Stored data entries:
____
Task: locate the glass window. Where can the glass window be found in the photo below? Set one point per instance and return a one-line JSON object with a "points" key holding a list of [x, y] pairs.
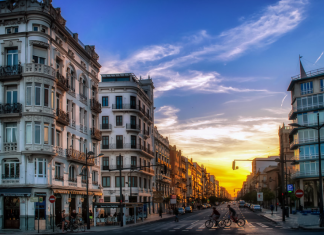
{"points": [[106, 181], [37, 93], [37, 132], [105, 101]]}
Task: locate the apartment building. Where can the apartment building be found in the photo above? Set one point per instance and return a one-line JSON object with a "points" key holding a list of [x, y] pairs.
{"points": [[48, 115], [307, 102], [127, 126], [162, 180]]}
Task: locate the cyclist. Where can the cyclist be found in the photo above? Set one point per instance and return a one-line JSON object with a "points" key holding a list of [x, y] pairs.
{"points": [[215, 215], [232, 213]]}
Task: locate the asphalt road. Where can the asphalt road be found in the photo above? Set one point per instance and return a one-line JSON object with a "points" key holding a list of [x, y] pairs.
{"points": [[194, 223]]}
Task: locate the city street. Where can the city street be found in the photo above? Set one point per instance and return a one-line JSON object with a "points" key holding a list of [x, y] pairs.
{"points": [[194, 223]]}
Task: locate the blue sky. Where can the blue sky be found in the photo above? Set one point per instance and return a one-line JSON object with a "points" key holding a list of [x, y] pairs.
{"points": [[220, 68]]}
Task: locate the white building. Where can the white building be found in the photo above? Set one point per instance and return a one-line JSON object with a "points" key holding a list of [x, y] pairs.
{"points": [[48, 115], [127, 125]]}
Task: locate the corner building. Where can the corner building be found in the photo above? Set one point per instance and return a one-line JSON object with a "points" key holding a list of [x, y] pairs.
{"points": [[48, 115], [126, 123]]}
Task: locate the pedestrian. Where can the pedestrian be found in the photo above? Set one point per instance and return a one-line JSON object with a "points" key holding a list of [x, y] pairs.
{"points": [[271, 208], [176, 212]]}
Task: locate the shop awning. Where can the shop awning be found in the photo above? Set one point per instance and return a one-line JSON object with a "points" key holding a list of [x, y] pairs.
{"points": [[15, 192]]}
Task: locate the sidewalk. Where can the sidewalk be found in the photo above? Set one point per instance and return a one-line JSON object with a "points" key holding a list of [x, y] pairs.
{"points": [[294, 221], [152, 218]]}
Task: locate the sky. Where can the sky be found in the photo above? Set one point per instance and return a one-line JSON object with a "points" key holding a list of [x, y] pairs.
{"points": [[220, 68]]}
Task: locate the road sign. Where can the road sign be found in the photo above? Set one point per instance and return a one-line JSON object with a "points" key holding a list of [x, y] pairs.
{"points": [[33, 199], [299, 193], [290, 188], [260, 197], [52, 199]]}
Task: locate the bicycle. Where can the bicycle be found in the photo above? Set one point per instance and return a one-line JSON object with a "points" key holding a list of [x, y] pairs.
{"points": [[212, 223], [228, 222]]}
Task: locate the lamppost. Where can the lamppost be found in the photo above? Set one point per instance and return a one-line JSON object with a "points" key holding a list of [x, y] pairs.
{"points": [[88, 154], [318, 128]]}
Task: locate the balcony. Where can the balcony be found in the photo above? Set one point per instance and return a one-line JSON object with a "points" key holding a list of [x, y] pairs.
{"points": [[79, 157], [105, 127], [10, 110], [133, 127], [36, 69], [95, 106], [10, 73], [61, 82], [62, 117], [95, 134], [10, 147]]}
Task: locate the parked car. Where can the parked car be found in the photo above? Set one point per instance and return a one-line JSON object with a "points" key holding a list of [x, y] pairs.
{"points": [[256, 208], [188, 209], [181, 210]]}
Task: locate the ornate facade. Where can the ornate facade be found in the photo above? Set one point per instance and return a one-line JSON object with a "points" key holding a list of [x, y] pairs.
{"points": [[48, 115]]}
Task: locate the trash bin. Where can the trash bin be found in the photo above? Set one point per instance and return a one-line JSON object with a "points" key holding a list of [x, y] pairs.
{"points": [[287, 211]]}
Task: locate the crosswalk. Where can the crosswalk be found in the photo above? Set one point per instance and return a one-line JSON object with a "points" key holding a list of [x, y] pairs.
{"points": [[199, 225]]}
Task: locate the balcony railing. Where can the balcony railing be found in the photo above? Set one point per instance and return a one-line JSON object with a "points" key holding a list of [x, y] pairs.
{"points": [[130, 126], [95, 106], [62, 117], [62, 82], [105, 126], [10, 108], [77, 156], [10, 147], [8, 176], [58, 177], [95, 134]]}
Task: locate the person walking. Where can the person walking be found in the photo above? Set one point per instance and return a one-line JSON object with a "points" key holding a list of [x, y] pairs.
{"points": [[176, 212], [271, 208]]}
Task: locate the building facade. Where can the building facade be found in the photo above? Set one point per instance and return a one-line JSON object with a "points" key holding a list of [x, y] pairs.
{"points": [[307, 102], [48, 115], [126, 123]]}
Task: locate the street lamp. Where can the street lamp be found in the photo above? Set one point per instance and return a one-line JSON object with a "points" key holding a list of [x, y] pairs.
{"points": [[88, 154], [318, 128]]}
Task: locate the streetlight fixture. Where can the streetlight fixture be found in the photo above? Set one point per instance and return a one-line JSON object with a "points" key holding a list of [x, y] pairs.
{"points": [[88, 154], [318, 128]]}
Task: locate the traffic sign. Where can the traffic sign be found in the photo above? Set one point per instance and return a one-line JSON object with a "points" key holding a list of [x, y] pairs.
{"points": [[260, 197], [52, 199], [290, 188], [299, 193]]}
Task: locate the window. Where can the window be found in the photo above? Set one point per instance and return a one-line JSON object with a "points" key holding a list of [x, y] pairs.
{"points": [[28, 93], [11, 30], [11, 133], [119, 102], [106, 182], [40, 167], [306, 88], [37, 132], [11, 169], [46, 95], [105, 101], [133, 141], [105, 122], [46, 133], [119, 141], [29, 133], [132, 181], [105, 142], [37, 93], [57, 171], [12, 57], [119, 120], [117, 183]]}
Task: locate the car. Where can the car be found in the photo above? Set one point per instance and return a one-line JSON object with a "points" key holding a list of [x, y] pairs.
{"points": [[256, 208], [188, 209], [181, 210]]}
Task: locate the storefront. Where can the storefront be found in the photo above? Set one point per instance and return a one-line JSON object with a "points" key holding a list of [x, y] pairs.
{"points": [[11, 202]]}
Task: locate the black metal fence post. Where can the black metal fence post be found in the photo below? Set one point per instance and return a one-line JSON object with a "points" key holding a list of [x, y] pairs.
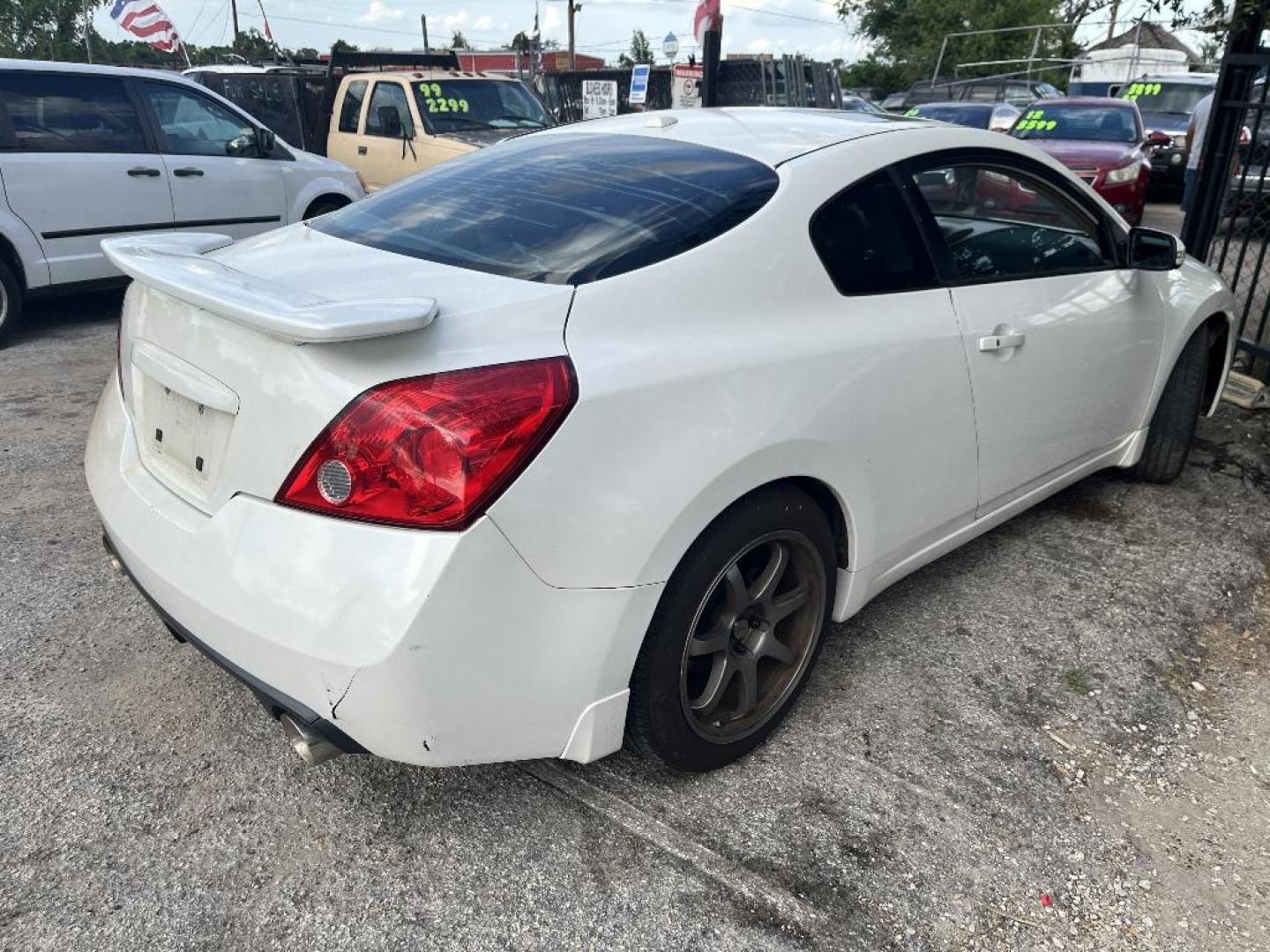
{"points": [[1224, 121], [712, 48]]}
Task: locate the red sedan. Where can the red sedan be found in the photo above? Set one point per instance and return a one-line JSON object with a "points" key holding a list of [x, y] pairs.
{"points": [[1099, 138]]}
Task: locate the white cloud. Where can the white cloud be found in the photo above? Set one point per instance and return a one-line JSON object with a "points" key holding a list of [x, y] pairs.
{"points": [[378, 13]]}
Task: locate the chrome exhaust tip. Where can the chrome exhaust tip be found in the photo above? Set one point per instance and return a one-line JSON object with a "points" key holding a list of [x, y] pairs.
{"points": [[312, 747]]}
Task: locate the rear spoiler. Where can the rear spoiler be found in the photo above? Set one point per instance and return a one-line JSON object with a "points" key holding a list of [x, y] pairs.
{"points": [[176, 264]]}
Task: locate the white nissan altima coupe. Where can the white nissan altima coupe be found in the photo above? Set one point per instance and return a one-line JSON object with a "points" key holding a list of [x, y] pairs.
{"points": [[591, 435]]}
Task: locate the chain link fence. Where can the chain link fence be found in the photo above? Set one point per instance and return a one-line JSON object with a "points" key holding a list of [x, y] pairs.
{"points": [[1229, 221]]}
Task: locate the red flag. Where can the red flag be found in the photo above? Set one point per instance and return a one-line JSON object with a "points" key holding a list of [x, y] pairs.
{"points": [[706, 17], [265, 18]]}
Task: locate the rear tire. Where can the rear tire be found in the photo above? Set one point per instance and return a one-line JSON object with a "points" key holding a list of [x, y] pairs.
{"points": [[322, 206], [736, 634], [11, 301], [1172, 427]]}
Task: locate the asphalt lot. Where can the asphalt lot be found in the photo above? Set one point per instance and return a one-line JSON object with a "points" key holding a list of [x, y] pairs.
{"points": [[1076, 706]]}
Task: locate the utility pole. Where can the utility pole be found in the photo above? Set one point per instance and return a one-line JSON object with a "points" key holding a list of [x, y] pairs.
{"points": [[573, 57]]}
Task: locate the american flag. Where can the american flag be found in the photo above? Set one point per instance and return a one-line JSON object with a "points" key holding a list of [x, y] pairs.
{"points": [[146, 20]]}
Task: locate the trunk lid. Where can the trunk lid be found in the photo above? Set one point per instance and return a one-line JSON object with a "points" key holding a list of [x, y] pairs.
{"points": [[225, 398]]}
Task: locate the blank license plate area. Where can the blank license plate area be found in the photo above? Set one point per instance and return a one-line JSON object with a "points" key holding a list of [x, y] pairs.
{"points": [[182, 435]]}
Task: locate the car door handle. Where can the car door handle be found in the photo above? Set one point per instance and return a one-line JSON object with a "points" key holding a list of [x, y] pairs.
{"points": [[1002, 342]]}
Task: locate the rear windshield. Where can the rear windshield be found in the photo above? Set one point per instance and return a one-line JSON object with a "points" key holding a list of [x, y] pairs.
{"points": [[562, 210], [1165, 97], [458, 106], [1091, 123]]}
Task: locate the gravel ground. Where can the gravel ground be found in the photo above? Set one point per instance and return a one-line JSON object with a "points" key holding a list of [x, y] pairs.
{"points": [[1054, 738]]}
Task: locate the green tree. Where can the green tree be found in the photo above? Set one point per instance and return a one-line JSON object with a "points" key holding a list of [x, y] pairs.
{"points": [[640, 51], [907, 37], [41, 29]]}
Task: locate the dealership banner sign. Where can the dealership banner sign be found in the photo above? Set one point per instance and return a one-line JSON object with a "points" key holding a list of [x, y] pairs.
{"points": [[598, 98]]}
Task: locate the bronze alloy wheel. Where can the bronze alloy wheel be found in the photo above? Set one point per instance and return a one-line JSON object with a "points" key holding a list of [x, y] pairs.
{"points": [[752, 636]]}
____
* **Problem to work on**
Set down, unchanged, the line that contains "Task: locate the gravel" together with every later line in the records, through the last one.

* **Response to the task**
Task: locate the gravel ground. Where can the gravel ground be found in the photo above? Set one point per instance and return a one-line JSON object with a "points" key holding a list of [x, y] pairs.
{"points": [[1054, 738]]}
Task: locate the green tree. Where can the green tree be found in the photo above? Set one point per instance and return a one-line JSON object with a "points" key holding a list of [x, y] pairs.
{"points": [[640, 51], [907, 37], [41, 29]]}
Task: locate the dealership banner sign. Where can the dealership banner sign be found in the photo above? Set one point per instance and return a one-line JSON object with a "points" key holding a list of [x, y] pairs.
{"points": [[598, 98]]}
Task: locate the bronze alloy wheel. Where can the bronze alloy wheel be found in the photo above? Set one point per instance and return a one-line JSON object with a "points" key holding a list of [x, y] pairs.
{"points": [[752, 636]]}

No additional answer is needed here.